**Task details**
Rewrite all the records below, substituting "fill_rule" for every "hole_rule" and changing nothing else. Leave the pictures out of your answer.

-- start Supplied data --

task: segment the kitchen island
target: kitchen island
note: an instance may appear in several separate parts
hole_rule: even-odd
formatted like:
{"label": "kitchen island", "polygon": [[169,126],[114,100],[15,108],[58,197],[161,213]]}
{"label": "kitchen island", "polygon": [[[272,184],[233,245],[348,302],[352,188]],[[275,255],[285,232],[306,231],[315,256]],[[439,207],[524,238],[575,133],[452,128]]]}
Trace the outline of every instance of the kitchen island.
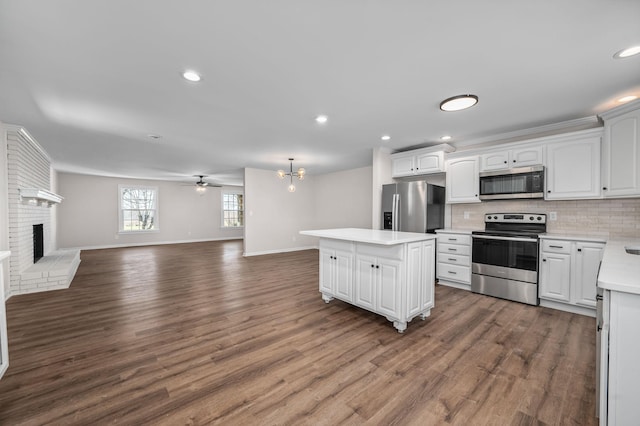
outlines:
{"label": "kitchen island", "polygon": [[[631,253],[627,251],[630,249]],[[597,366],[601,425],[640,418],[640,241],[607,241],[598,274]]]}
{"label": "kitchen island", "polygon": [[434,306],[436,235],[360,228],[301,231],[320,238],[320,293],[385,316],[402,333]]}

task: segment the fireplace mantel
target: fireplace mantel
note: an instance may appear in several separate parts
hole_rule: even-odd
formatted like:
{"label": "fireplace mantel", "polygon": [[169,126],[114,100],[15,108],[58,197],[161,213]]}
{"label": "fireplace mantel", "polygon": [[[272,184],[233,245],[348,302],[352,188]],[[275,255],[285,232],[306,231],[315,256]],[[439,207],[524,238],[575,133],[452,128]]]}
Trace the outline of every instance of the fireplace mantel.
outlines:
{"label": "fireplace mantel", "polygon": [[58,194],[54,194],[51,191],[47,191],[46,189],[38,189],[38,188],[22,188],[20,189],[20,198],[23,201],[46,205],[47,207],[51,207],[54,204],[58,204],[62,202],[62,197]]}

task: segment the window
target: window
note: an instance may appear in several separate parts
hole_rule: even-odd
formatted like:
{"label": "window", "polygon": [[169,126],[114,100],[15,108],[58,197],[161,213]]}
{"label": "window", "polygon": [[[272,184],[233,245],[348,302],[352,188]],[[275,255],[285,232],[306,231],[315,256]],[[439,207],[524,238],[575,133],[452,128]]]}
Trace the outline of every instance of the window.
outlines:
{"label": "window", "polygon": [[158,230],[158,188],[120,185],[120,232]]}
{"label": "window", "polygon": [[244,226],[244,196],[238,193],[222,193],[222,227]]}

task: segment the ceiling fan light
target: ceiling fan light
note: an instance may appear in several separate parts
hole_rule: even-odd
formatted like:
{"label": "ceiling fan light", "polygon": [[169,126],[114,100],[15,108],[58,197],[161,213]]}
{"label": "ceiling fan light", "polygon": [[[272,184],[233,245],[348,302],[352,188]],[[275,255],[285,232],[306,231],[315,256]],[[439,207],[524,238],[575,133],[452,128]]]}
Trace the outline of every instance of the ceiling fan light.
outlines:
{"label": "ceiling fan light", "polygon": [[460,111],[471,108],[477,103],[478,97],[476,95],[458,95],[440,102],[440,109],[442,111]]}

-- end Supplied data --

**Expected answer**
task: segment the kitchen island
target: kitchen island
note: an instance may appear in several separate parts
fill_rule: even-odd
formatted like:
{"label": "kitchen island", "polygon": [[169,126],[114,100],[15,108],[58,197],[161,213]]}
{"label": "kitchen island", "polygon": [[[272,184],[233,245],[348,302],[352,188]],[[275,255],[285,232],[306,231],[315,256]],[[439,207],[524,238],[575,133],[452,128]]]}
Trace the outline of every instance of the kitchen island.
outlines:
{"label": "kitchen island", "polygon": [[[631,253],[627,251],[630,249]],[[597,366],[601,425],[640,418],[640,241],[607,241],[598,274]]]}
{"label": "kitchen island", "polygon": [[434,306],[436,235],[360,228],[301,231],[320,238],[320,293],[385,316],[402,333]]}

task: segment the fireplace mantel
target: fireplace mantel
note: an instance may appear in several separate parts
fill_rule: even-odd
formatted like:
{"label": "fireplace mantel", "polygon": [[169,126],[114,100],[15,108],[58,197],[161,213]]}
{"label": "fireplace mantel", "polygon": [[[272,184],[233,245],[348,302],[352,188]],[[275,255],[285,232],[306,231],[315,256]],[[439,207],[524,238],[575,133],[452,128]]]}
Trace the outline of every instance of the fireplace mantel.
outlines:
{"label": "fireplace mantel", "polygon": [[58,194],[54,194],[51,191],[47,191],[46,189],[38,189],[38,188],[22,188],[20,189],[20,198],[23,201],[46,205],[47,207],[51,207],[54,204],[58,204],[62,202],[62,197]]}

task: segment the window
target: window
note: an instance may appear in several separate parts
fill_rule: even-odd
formatted like:
{"label": "window", "polygon": [[169,126],[114,100],[15,108],[58,197],[161,213]]}
{"label": "window", "polygon": [[[272,184],[233,245],[348,302],[352,188]],[[275,255],[285,232],[306,231],[315,256]],[[439,207],[524,238],[575,133],[452,128]]]}
Trace the outline of every instance of the window.
outlines:
{"label": "window", "polygon": [[158,230],[158,188],[120,185],[120,232]]}
{"label": "window", "polygon": [[244,226],[244,196],[238,193],[222,193],[222,227]]}

task: segment the ceiling fan light
target: ceiling fan light
note: an instance may appear in several separate parts
fill_rule: even-odd
formatted like:
{"label": "ceiling fan light", "polygon": [[169,126],[114,100],[15,108],[58,197],[161,213]]}
{"label": "ceiling fan light", "polygon": [[[272,184],[233,245],[348,302],[352,188]],[[275,255],[285,232],[306,231],[315,256]],[[439,207],[524,238],[575,133],[452,128]]]}
Trace the outline of every instance of the ceiling fan light.
outlines:
{"label": "ceiling fan light", "polygon": [[460,111],[471,108],[477,103],[478,97],[476,95],[458,95],[440,102],[440,109],[442,111]]}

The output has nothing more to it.